How does a NIC send a hardware interrupt? [closed]
Some context.
A few weeks ago, a NIC was replaced on a box without much troubleshooting to find a clear resolution to the problem. A senior administrator got into a small tiff with an entry-level admin concerning hardware interrupts and ethernet cards. Specifically, how they work. The entry-level admin gave a vague answer, insisted he was correct, and the matter was closed without a real conclusion.
I know, in theory, how a hardware interrupt works, but how does it specifically function when a NIC receives packets of information? What is happening on a hardware level? How would one properly diagnose whether or not physical damage has occurred in order to avoid what essentially amounted to throwing parts at a problem?
Solution 1:
I know, in theory, how a hardware interrupt works, but how does it specifically function when a NIC receives packets of information? What is happening on a hardware level?
When the NIC receives information, it checks to see if the conditions are met to trigger a hardware interrupt. This is typically done in firmware on the NIC controller. If, for example, a receive interrupt has already been sent but not yet acknowledged, there's no reason to send another.
If the NIC decides to send an interrupt, the actual mechanism depends on the NIC interface and how it's configured. The old way was to actually change the voltage on a dedicated interrupt line. This would go to the interrupt controller which would typically assert some other line that combined multiple interrupts. The OS would then ask the interrupt controller which interrupts had triggered.

DATASET CONTENT:
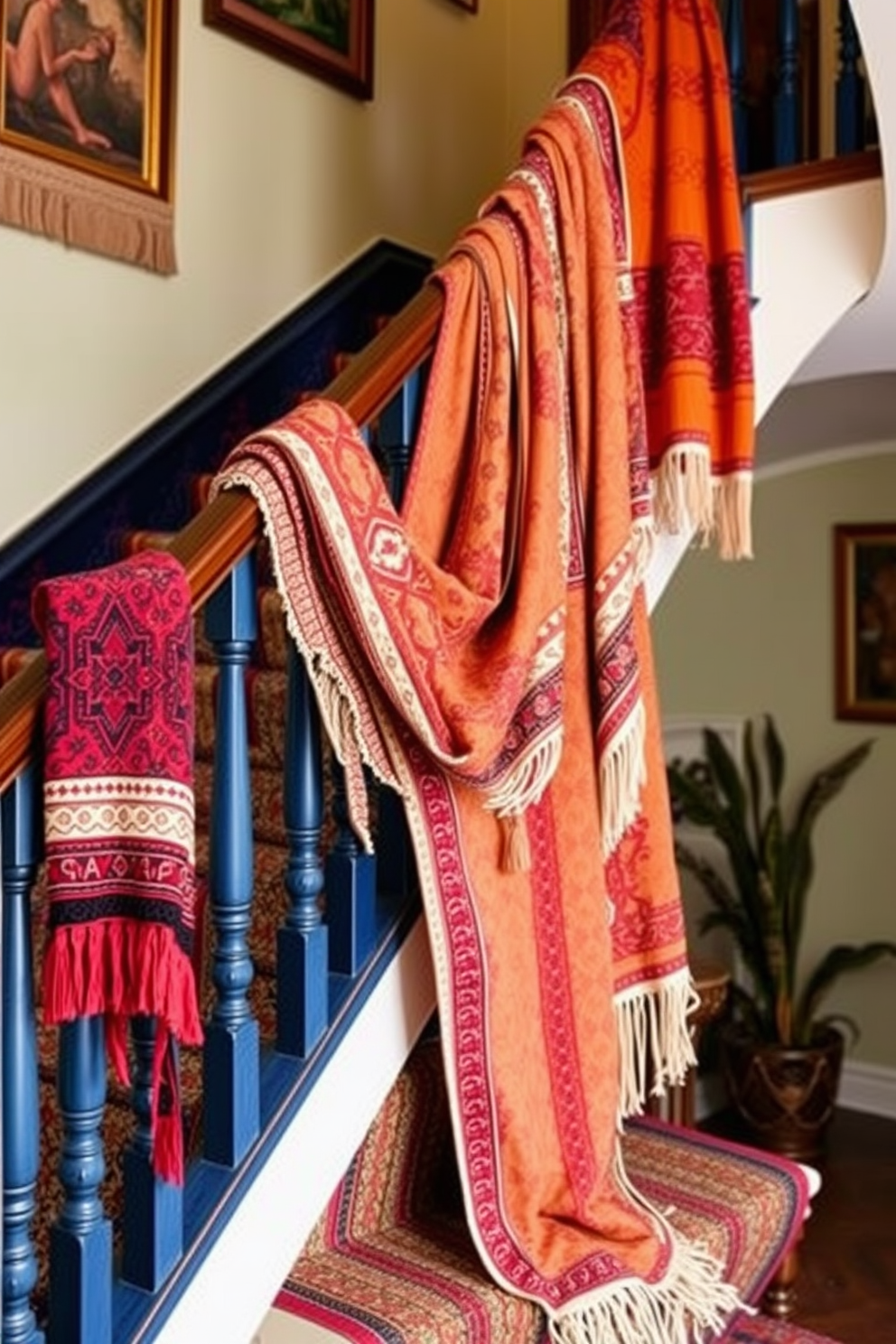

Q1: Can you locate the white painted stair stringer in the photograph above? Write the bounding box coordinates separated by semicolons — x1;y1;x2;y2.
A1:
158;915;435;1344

--

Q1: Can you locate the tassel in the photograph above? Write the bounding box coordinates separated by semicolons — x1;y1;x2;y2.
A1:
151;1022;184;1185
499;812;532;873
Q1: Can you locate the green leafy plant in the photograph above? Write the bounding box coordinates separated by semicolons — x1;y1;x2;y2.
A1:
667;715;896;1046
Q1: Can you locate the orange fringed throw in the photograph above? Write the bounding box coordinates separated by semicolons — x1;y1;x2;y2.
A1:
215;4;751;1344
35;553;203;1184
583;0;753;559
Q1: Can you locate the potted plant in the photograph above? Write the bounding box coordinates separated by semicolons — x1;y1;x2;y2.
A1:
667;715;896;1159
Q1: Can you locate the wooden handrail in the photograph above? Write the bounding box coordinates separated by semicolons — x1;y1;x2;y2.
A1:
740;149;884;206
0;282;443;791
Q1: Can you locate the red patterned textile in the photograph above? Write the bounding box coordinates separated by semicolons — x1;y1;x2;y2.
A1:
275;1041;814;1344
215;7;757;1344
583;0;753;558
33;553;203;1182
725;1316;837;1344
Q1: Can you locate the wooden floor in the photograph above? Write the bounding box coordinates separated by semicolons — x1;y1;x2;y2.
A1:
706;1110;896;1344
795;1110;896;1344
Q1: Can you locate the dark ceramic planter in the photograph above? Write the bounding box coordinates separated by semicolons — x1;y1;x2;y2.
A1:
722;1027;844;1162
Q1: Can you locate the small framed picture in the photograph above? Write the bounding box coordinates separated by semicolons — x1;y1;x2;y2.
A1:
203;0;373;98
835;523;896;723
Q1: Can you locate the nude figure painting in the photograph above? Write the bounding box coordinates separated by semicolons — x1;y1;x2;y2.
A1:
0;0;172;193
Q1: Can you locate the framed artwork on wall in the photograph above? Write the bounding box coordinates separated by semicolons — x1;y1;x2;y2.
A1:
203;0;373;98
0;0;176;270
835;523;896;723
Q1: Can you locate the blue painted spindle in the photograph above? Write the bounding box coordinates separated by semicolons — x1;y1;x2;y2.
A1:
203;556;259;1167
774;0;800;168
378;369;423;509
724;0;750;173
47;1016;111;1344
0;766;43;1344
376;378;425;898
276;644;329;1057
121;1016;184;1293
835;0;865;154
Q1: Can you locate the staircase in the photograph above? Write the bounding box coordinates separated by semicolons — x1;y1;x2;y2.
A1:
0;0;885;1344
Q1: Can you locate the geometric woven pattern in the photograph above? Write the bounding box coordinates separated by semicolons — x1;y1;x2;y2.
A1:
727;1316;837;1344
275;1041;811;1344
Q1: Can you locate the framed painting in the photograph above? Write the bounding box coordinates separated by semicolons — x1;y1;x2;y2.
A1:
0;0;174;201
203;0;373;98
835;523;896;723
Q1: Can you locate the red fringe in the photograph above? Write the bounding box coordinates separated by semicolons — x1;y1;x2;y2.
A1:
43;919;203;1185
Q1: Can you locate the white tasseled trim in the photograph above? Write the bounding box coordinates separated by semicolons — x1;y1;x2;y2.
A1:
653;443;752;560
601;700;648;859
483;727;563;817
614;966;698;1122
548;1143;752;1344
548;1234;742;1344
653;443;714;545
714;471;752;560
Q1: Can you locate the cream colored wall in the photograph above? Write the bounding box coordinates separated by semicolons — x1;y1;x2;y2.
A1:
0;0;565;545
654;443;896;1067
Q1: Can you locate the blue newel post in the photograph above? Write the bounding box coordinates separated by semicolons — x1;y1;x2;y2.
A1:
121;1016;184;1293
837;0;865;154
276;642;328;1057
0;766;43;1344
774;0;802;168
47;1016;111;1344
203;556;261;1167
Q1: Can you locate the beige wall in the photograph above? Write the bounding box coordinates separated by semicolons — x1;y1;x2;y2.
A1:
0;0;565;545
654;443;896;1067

REQUIRED ACTIONS:
A – Condense the paragraph of the NIC interrupt thread that begins "If the NIC decides to send an interrupt" into a bulleted list, keeping its main facts.
B – Reproduce word for word the part of the NIC interrupt thread starting at "How does a NIC" and ending at "at a problem?".

SOLUTION SET:
A –
- How a NIC sends an interrupt depends on its interface and configuration.
- The old method changed the voltage on a dedicated interrupt line.
- That line led to the interrupt controller, which usually asserted another line combining multiple interrupts.
- The OS then asked the interrupt controller which interrupts had triggered.

B –
How does a NIC send a hardware interrupt? [closed]
Some context.
A few weeks ago, a NIC was replaced on a box without much troubleshooting to find a clear resolution to the problem. A senior administrator got into a small tiff with an entry-level admin concerning hardware interrupts and ethernet cards. Specifically, how they work. The entry-level admin gave a vague answer, insisted he was correct, and the matter was closed without a real conclusion.
I know, in theory, how a hardware interrupt works, but how does it specifically function when a NIC receives packets of information? What is happening on a hardware level? How would one properly diagnose whether or not physical damage has occurred in order to avoid what essentially amounted to throwing parts at a problem?